> _ИСХОДНЫЙ ТЕКСТ_
━━━━

Военная карьера и Вторая мировая война

31 декабря 1938 года он с отличием[2] окончил Египетскую военную академию, а в 1939 году — военно-воздушную академию[3]. Служил в чине лейтенанта в ВВС Королевства Египет на авиационной базе в Хелуане. В том же 1939 году аль-Богдади вместе с Хасаном Ибрагимом вошёл в группу египетских офицеров ВВС сочувствовавших нацистскому режиму А.Гитлера в Германии (позднее к этой группе присоединился Анвар Садат). Летом 1942 года, когда германский корпус генерал-полковника Эрвина Роммеля приближался к Александрии, эта группа направила к немцам самолёт майора Ахмеда Сауди, который должен был начать переговоры о совместных действиях и передать Роммелю чемодан с военными документами. Но самолёт был сбит самими немцами, а о попытке измены стало известно британским и египетским властям. Однако суду был предан только Хасан Ибрагим, которого разжаловали[4].

Когда 4 февраля 1942 года посол Великобритании сэр Лэмпсон принудил короля Фарука отправить в отставку правительство Хусейна Сирри-паши, лейтенанты аль-Богдади и Салах Салем добились приёма у начальника королевской канцелярии Ахмеда Хасанейна и предложили свои услуги «оскорблённому королю»[5]. Они вместе с другими офицерами ВВС демонстративно расписались в почётной книге Абидинского дворца и заявили Хасанейну, что убьют нового премьер-министра Мустафу Наххаса, если выяснится, что он предатель и сторонник англичан. Начальник королевской канцелярии с трудом их успокоил[6]. Однако, по мере того, как германский Африканский корпус всё дальше отбрасывался союзниками от границ Египта, активность антибританского движения в египетской армии падала.

Арабо-израильская война (1947—1949)

━━━━

Пожалуйста, напишите, что идёт дальше в тексте о военной карьере аль-Богдади.

(Сохранённые записи)
━━━━

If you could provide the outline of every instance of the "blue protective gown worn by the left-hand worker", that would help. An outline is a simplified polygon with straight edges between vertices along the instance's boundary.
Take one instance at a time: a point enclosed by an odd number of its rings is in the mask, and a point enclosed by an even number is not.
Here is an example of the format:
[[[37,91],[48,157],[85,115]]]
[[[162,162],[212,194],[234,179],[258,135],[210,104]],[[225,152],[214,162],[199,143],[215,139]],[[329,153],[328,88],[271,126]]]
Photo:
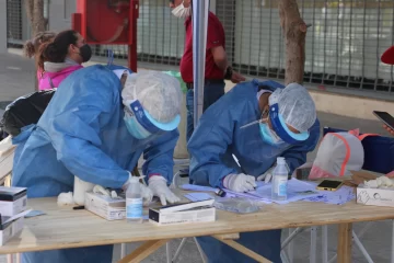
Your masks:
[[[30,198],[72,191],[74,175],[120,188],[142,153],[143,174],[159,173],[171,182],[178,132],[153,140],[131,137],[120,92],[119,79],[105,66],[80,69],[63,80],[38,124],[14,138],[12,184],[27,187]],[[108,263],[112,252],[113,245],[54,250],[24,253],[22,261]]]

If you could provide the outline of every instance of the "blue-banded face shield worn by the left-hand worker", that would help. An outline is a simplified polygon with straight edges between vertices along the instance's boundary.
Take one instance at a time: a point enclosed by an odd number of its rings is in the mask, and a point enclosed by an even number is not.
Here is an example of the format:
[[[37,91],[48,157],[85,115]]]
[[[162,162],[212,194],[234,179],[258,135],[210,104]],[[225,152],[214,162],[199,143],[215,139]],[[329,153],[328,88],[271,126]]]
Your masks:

━━━━

> _РЕЗУЛЬТАТ ЗАДАНИЯ_
После поражения гитлеровской Германии и падения нацизма Абдель Латиф аль-Богдади, в числе группы других офицеров ВВС, включился в поиск новой идеологии борьбы. Он контактировал со многими легальными и нелегальными египетскими организациями и около 1947 года даже вступил в основанное коммунистами Общество спорта и досуга, где читали лекции по марксизму. Однако вскоре эти контакты прервались, как и связи с унтер-офицерами авиамеханиками, среди которых так же распространялась коммунистическая идеология[7]. Кризис вокруг подмандатной Палестины помог аль-Богдади и его товарищам определиться с идейными позициями. После того, как в феврале 1948 года в Дамаске была создана добровольческая Арабская освободительная армия для уничтожения будущего Израиля, офицеры египетских ВВС через Абдель Латифа аль-Богдади предложили свои услуги её командующему Фавзи аль-Кавакджи. Когда же правительство Египта отвергло возможность перелёта египетских лётчиков в Сирию, аль-Богдади заявил о желании сесть за штурвал истребителя как доброволец. Египетские лётчики подготовили 15 «Спитфайров», однако аль-Кавакджи по каким то причинам так и не вышел с ними на связь[8]. Когда Египет всё же вступил в войну, Абдель Латиф аль-Богдади принял в ней участие как командир авиационного подразделения. Он был первым египетским лётчиком, бомбившим Тель-Авив, в течение войны был дважды награждён Военной звездой[1] и стал одним из немногих, награждённых Звездой Фуада[9].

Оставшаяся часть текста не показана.